* _Given problem_
Please rewrite the entries from the start through the line containing "M 13 112 L 44", replacing "blurred" with "out-of-focus" and keeping everything else unchanged. Leave the pictures out of your answer.

----- Data lines -----

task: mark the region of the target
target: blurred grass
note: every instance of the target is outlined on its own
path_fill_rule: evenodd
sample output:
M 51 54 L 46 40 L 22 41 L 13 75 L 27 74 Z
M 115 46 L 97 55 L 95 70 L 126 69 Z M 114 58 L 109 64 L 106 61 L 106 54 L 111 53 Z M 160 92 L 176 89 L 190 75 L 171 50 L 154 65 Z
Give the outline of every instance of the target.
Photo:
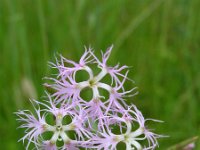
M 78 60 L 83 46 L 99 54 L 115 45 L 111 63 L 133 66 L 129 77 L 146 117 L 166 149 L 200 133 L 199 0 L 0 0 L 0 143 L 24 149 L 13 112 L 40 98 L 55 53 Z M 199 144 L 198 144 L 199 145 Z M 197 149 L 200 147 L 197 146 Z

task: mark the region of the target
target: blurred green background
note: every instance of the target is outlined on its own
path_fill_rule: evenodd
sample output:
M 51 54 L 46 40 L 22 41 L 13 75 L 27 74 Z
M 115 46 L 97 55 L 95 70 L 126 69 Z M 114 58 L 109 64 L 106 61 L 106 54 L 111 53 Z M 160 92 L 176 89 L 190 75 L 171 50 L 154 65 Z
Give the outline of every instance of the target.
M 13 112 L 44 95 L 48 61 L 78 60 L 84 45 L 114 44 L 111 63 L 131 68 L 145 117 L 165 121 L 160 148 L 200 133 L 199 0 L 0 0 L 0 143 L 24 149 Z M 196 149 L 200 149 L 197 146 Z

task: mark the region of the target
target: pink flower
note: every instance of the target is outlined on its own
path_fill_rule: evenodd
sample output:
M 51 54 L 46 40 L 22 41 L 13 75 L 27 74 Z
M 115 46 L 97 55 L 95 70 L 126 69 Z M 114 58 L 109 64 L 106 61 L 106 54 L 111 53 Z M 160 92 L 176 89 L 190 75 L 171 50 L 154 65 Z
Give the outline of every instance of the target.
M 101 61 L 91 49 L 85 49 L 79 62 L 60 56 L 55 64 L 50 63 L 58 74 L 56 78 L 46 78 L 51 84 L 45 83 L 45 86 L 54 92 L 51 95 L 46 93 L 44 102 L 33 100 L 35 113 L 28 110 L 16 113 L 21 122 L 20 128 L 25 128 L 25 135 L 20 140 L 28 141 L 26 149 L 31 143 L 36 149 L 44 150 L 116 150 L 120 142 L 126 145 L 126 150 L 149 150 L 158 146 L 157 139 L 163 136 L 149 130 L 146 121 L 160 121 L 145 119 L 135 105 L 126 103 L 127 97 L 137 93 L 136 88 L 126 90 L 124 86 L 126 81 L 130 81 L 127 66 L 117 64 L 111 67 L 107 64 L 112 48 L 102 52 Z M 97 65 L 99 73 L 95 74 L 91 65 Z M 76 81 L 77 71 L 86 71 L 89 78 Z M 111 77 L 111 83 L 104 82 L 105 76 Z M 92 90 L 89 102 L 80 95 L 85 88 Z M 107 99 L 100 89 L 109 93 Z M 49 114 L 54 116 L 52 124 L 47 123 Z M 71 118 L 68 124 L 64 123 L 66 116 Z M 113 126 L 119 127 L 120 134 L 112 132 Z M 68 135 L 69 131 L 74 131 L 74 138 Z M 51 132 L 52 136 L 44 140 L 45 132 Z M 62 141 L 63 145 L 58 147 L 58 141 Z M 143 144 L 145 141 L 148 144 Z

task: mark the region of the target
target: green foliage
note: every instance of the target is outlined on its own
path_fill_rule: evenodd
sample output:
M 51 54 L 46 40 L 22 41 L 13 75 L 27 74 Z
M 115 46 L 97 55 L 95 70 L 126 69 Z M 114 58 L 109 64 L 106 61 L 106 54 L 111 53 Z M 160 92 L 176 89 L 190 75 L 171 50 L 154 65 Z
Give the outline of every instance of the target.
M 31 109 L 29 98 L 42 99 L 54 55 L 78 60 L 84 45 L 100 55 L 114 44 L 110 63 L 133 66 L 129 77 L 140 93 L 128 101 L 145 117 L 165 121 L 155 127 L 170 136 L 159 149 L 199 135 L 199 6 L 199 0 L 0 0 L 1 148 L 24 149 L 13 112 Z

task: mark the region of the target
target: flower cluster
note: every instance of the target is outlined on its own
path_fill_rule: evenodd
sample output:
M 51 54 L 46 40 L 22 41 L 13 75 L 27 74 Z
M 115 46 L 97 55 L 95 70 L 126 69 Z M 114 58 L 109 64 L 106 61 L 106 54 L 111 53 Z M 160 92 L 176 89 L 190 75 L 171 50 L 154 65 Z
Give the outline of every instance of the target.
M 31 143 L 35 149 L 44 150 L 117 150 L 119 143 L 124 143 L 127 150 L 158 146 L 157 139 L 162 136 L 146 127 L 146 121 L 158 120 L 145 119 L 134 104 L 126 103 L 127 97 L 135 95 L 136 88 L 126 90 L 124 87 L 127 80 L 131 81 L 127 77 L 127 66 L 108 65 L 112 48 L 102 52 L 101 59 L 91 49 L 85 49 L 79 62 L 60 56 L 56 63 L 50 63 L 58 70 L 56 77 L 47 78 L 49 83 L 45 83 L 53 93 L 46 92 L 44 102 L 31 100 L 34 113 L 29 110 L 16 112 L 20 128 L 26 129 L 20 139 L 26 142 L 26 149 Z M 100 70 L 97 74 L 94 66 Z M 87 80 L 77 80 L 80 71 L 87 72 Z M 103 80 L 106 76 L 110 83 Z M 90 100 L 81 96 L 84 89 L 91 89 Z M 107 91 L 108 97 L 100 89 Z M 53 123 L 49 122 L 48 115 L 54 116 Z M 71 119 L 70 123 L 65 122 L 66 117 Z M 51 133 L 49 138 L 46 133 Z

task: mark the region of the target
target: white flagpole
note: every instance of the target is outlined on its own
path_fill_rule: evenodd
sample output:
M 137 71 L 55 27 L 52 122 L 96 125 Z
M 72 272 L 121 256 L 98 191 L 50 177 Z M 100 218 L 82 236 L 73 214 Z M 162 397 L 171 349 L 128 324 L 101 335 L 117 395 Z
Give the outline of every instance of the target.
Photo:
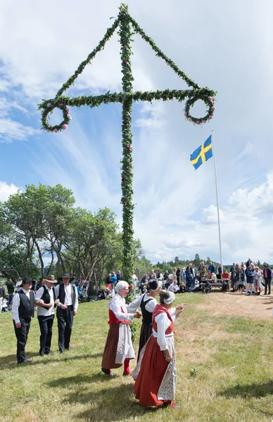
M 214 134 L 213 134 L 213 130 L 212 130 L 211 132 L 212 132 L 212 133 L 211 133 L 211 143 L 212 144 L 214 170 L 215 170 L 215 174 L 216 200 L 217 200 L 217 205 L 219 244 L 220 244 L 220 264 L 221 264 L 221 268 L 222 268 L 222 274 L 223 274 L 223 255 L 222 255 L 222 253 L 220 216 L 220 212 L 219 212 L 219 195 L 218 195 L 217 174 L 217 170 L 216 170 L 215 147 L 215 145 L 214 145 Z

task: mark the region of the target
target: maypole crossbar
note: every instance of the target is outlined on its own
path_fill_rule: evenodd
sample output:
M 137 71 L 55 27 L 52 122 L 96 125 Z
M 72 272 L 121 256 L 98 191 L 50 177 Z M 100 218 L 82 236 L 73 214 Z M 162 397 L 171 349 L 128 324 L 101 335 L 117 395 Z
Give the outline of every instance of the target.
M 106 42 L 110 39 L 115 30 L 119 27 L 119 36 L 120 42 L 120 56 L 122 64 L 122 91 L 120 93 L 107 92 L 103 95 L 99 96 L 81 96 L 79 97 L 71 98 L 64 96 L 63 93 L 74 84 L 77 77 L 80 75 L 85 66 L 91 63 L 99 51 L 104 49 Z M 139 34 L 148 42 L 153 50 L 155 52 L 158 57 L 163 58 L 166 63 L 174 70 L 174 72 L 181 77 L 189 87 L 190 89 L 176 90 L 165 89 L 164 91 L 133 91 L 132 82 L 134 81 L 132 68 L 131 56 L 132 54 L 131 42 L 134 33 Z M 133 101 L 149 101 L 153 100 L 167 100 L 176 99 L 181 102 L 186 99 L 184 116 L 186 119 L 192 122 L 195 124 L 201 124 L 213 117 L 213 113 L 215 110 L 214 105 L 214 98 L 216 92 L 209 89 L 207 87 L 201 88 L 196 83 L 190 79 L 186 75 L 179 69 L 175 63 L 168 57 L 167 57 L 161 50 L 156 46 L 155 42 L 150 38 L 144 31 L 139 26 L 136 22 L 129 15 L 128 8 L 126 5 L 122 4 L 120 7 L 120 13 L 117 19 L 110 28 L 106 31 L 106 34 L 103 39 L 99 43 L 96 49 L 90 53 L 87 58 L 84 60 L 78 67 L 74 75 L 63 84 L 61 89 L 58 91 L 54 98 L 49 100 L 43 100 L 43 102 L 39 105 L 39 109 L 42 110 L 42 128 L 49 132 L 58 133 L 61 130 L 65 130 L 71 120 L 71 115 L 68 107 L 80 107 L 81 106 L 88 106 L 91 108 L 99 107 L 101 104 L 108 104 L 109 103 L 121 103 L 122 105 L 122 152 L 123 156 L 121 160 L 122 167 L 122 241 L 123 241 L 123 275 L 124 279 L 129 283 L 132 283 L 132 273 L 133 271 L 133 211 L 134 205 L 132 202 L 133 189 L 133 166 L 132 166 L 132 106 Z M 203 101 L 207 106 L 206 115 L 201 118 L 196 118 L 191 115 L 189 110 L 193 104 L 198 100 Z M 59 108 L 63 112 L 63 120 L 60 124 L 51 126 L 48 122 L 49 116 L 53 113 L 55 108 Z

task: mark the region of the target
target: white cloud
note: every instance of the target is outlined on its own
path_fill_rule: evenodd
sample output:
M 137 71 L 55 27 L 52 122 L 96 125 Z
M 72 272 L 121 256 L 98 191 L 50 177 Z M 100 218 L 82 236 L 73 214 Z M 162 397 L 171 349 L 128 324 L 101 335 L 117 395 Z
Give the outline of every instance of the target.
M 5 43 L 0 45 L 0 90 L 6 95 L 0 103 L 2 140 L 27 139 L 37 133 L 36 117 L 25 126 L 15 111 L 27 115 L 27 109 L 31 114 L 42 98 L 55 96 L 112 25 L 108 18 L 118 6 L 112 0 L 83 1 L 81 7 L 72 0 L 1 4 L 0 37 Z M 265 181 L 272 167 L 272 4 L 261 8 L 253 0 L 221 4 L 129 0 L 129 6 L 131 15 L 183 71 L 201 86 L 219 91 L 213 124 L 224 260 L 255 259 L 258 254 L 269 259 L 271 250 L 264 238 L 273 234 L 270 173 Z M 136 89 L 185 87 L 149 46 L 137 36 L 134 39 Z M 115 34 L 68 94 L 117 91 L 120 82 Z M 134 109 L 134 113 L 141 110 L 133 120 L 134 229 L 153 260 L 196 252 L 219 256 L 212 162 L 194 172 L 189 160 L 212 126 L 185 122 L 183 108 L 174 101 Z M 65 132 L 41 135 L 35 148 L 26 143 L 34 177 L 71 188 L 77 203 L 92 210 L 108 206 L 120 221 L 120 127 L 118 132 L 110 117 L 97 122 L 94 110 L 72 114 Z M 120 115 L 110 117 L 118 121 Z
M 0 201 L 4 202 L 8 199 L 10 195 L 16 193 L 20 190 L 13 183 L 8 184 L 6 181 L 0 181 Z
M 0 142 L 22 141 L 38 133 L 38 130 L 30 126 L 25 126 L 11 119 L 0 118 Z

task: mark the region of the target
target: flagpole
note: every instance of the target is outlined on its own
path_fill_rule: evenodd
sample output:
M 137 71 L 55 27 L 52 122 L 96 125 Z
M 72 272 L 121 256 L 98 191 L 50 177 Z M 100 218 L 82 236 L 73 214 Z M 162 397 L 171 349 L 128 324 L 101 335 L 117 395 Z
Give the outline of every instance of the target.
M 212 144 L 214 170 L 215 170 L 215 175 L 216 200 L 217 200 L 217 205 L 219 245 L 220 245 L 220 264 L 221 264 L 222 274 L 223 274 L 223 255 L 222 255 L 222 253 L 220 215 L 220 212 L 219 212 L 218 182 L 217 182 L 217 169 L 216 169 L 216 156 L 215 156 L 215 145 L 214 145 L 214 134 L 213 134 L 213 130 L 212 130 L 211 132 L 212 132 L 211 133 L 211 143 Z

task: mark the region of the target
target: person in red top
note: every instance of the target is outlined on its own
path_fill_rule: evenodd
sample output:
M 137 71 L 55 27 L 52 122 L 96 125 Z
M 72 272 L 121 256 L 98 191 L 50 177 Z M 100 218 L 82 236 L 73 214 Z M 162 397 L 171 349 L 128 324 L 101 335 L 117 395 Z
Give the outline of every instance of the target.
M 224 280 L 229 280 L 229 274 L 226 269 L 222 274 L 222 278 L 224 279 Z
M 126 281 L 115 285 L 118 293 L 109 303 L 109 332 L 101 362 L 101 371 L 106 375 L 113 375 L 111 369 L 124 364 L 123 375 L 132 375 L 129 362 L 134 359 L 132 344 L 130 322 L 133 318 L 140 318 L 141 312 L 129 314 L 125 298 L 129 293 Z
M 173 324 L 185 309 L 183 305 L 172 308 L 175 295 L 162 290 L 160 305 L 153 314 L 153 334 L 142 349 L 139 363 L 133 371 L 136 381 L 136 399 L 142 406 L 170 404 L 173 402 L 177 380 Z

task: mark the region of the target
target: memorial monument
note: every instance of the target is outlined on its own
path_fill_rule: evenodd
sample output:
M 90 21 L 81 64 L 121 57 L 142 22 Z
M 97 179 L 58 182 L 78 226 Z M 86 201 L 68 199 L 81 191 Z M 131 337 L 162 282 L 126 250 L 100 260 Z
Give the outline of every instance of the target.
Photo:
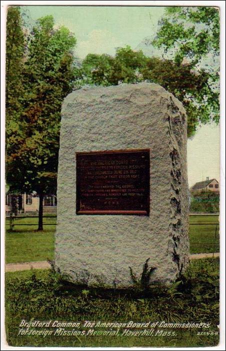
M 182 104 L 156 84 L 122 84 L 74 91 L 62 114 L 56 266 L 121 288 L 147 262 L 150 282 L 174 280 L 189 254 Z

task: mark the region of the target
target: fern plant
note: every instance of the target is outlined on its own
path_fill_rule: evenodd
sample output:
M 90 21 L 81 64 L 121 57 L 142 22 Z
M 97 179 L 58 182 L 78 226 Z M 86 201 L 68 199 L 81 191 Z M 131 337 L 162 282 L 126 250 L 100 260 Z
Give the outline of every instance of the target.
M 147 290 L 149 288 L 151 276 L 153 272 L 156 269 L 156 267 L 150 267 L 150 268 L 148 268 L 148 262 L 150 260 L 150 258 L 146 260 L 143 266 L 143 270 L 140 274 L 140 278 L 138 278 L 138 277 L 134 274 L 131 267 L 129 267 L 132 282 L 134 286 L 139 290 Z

-----

* _Exercise response_
task: mark the region of the target
target: out-of-focus grass
note: every instance of the target is outlined on its own
path_fill_rule: evenodd
sample output:
M 51 54 L 46 40 L 22 41 L 13 75 L 27 74 Z
M 115 46 L 97 55 L 95 70 L 126 69 Z M 114 58 L 109 64 L 106 61 L 106 54 L 111 53 Z M 160 92 L 176 89 L 190 75 L 171 50 L 154 65 Z
Give the outline of every instance of the target.
Photo:
M 78 60 L 83 46 L 99 54 L 115 45 L 111 63 L 133 66 L 129 77 L 146 117 L 166 149 L 200 133 L 199 0 L 0 0 L 0 143 L 24 149 L 13 112 L 40 98 L 55 53 Z M 199 144 L 198 144 L 199 145 Z M 197 149 L 200 147 L 197 146 Z

task: mark the region of the target
target: out-of-focus green background
note: every instance of the target is outlined on its own
path_fill_rule: evenodd
sample output:
M 51 54 L 46 40 L 22 41 L 13 75 L 27 74 Z
M 115 46 L 97 55 L 95 70 L 126 69 Z M 114 58 L 109 64 L 106 61 L 106 54 L 111 53 Z M 160 92 L 176 89 L 190 75 L 171 50 L 154 65 Z
Give the outline of every instance of the target.
M 13 112 L 44 95 L 48 61 L 78 60 L 84 45 L 114 44 L 111 63 L 131 68 L 145 117 L 165 121 L 160 148 L 200 133 L 199 0 L 0 0 L 0 143 L 24 149 Z M 196 149 L 200 149 L 197 146 Z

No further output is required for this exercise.